*Your task*: What you should copy is the line containing "of the overcast" and all lines after it in the entries below, exactly and without anything added.

Stored entries
══════════

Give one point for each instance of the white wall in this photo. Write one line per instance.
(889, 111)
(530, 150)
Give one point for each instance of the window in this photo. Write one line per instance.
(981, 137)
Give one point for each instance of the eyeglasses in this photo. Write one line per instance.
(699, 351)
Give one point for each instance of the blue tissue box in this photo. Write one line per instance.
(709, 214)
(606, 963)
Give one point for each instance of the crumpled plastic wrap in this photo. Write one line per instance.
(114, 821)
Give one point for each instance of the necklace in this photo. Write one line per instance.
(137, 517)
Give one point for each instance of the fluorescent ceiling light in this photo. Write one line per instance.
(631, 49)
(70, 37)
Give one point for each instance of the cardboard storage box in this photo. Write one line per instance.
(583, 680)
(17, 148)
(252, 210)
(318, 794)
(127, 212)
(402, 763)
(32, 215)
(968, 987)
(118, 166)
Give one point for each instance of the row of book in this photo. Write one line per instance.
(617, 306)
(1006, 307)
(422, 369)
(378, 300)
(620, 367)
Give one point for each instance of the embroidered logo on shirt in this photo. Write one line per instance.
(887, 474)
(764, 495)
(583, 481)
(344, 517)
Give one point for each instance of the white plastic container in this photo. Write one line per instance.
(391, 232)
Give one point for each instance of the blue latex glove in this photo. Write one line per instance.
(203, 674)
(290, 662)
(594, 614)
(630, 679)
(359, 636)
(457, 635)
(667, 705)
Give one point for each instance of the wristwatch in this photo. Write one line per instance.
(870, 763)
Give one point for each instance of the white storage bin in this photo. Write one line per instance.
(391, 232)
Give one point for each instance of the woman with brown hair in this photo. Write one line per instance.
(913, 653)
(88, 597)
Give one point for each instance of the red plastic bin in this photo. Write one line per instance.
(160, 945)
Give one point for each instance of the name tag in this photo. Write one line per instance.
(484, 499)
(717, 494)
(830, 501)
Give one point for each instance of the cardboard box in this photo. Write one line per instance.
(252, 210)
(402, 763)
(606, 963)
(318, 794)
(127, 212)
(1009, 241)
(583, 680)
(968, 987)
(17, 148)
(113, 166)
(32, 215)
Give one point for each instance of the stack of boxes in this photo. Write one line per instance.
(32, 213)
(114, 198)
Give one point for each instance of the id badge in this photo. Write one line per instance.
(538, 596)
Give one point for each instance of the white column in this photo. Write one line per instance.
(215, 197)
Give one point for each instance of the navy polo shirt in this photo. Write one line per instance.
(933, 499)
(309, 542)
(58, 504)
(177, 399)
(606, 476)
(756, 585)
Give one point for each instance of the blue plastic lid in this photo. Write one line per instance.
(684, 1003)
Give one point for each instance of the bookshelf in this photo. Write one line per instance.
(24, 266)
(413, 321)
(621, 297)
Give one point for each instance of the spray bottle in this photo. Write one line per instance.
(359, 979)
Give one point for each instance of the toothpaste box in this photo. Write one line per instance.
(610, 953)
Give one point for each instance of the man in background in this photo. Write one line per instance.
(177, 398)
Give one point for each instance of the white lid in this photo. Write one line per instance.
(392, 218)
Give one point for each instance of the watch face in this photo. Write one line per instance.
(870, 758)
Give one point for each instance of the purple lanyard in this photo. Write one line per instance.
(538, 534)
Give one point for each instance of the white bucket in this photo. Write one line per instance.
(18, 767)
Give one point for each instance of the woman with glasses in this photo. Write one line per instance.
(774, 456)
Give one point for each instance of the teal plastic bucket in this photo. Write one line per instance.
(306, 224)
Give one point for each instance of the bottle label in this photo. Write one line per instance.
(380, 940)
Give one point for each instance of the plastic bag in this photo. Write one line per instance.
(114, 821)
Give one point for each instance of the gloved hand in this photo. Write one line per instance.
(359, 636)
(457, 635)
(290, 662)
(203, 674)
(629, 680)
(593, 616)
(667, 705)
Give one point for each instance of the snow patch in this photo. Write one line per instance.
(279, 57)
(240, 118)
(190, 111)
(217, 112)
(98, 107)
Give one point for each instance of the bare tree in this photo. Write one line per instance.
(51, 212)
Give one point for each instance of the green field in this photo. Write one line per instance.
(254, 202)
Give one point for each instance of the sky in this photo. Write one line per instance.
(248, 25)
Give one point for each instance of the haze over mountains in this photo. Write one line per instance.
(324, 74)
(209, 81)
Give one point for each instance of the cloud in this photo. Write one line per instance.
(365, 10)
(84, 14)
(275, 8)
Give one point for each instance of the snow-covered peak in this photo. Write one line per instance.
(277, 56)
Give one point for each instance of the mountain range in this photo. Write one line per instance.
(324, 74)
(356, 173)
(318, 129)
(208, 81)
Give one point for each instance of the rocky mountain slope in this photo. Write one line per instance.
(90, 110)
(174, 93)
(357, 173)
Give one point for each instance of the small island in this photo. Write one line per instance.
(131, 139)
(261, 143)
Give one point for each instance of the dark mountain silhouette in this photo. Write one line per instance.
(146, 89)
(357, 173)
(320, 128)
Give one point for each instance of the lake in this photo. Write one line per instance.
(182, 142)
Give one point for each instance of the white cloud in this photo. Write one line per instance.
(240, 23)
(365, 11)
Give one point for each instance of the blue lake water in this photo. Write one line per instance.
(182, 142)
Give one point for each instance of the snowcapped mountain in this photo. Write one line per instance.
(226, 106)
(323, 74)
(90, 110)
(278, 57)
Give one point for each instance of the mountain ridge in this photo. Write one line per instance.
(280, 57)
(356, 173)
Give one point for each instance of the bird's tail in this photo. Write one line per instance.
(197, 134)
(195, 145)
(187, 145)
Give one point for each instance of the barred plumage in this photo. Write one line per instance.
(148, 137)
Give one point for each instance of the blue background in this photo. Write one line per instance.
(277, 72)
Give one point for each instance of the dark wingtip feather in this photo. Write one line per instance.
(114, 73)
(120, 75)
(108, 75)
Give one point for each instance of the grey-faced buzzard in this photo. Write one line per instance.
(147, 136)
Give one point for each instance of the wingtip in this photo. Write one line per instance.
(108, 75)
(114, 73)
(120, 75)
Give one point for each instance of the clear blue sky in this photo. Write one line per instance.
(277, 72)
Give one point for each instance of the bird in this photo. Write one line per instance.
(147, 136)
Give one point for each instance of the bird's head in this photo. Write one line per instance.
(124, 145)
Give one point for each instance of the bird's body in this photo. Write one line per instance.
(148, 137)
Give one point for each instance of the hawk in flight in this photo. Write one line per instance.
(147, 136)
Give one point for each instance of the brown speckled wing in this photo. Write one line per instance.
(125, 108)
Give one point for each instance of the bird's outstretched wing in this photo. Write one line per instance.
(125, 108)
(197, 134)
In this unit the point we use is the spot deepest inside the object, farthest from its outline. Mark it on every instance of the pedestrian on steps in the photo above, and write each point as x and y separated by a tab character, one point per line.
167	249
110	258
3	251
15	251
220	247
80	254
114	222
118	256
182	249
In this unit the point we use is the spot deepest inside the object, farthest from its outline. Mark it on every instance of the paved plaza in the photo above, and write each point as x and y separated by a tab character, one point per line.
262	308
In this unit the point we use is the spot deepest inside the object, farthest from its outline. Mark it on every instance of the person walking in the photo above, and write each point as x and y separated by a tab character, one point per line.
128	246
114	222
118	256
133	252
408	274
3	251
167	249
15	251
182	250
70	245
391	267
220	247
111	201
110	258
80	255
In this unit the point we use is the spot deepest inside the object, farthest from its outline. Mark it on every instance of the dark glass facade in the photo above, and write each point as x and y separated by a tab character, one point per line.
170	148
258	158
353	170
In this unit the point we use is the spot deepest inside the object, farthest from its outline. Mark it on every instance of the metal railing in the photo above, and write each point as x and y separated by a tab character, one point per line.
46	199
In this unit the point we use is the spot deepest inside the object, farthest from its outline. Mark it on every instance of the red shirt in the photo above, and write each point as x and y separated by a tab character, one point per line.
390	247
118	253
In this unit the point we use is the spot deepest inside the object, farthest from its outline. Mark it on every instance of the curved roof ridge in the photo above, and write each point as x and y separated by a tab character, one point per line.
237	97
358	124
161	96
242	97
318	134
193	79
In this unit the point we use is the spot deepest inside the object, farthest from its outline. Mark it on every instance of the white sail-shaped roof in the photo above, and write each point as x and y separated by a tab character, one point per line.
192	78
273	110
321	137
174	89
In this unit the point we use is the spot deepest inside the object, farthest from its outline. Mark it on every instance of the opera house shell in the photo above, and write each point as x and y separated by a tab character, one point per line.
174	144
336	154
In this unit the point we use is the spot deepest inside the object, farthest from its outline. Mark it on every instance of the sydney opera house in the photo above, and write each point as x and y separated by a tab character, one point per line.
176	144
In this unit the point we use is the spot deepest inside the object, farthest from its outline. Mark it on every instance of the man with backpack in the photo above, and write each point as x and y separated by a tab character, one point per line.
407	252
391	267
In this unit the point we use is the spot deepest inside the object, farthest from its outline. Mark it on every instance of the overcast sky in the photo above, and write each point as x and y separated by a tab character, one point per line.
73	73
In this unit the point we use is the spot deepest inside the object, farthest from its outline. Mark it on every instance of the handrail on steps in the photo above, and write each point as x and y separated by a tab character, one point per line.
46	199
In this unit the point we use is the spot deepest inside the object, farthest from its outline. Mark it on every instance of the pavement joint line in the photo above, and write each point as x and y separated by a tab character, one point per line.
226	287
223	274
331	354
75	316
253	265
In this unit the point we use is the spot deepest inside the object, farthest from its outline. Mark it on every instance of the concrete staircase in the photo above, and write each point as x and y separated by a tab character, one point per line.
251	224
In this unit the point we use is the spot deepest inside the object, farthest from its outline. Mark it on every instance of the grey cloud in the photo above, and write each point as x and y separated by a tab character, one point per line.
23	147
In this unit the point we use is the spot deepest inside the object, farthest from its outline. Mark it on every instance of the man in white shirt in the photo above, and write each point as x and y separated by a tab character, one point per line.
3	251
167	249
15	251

══════════

*Exercise output*:
In this unit the point we use is the spot deepest inside the object, farthest from its outline. Mark it on every instance of the overcast sky in the photo above, and write each point as x and y separated by a tab character, one point per line.
73	73
In this unit the point we use is the spot deepest inside the object, farthest from its outline. Mark it on every instance of the handrail on steps in the photo above, and write each point as x and y separated by a tab character, one point per line.
46	199
In this unit the point we use is the spot deepest inside the object, farthest from its outline. Mark it on every instance of the pavement joint line in the photo above, and write each point as x and y separated by a tab character, one point per line.
226	287
223	274
331	354
75	316
253	265
In this unit the point we use is the spot deepest inside the object, farthest from its outline. Mark it on every instance of the concrete staircase in the photo above, and write each point as x and y separated by a tab character, one point per line.
251	224
In this unit the point we use is the spot deepest inside the object, farthest from its outline. Mark it on every instance of the grey cloud in the photo above, and write each point as x and y separated by a tab character, one point per line.
23	147
In this unit the point we use is the spot deepest inside the object, farthest from its outline. Mark it on every instance of the man in white shirt in the photo above, and write each point as x and y separated by a tab character, one point per line.
3	251
167	249
15	251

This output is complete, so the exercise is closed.